(Extracted records)
+ + + +
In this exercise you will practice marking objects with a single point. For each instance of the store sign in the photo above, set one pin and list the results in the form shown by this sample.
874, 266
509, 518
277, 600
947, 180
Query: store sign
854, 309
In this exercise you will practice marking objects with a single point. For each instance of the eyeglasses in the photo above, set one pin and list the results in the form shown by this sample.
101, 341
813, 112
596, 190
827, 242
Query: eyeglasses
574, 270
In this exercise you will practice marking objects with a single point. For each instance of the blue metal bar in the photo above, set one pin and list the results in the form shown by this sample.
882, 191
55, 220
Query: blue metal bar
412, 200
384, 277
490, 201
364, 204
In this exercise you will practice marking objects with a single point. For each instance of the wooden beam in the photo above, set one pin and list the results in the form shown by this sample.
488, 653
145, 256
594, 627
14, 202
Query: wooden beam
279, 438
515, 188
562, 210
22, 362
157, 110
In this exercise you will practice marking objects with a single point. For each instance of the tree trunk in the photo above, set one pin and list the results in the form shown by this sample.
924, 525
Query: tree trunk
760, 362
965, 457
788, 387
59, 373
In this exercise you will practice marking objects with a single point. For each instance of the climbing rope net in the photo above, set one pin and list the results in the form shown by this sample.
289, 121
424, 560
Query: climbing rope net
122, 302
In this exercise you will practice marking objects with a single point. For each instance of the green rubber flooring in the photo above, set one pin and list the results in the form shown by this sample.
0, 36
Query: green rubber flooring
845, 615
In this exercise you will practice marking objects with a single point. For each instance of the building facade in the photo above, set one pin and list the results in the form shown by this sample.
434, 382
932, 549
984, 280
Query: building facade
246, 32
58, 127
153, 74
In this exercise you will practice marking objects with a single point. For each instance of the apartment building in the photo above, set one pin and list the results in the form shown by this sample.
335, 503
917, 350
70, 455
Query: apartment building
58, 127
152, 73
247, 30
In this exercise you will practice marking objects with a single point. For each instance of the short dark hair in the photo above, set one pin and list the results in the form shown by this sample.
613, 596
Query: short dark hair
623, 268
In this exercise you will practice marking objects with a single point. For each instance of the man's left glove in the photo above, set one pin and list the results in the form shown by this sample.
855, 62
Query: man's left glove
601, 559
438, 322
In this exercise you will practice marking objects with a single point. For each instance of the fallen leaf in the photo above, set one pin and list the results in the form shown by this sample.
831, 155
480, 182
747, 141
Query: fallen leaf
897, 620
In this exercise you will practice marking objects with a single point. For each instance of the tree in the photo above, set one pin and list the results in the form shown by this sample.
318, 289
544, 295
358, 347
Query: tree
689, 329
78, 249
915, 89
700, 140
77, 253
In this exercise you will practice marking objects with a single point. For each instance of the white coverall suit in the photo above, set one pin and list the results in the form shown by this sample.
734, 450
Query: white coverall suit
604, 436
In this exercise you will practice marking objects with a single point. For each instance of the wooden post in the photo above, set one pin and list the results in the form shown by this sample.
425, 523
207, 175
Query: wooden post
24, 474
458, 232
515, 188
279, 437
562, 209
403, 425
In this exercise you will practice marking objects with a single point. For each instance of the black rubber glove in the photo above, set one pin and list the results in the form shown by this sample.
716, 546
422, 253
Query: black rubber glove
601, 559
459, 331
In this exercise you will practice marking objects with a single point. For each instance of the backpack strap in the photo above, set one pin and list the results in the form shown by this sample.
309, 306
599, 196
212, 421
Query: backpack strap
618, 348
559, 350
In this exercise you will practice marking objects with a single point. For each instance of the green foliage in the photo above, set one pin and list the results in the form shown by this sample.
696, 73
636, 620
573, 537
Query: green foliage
+ + + +
### EXERCISE GOAL
Read through the data and copy every line where "foliage" shows up.

### ANSWER BOX
In this exercise you will practice marking objects with a single point. For each instance of the green foliage in the photo above, set one pin and list the results in the form shown by this sample.
Query: green foliage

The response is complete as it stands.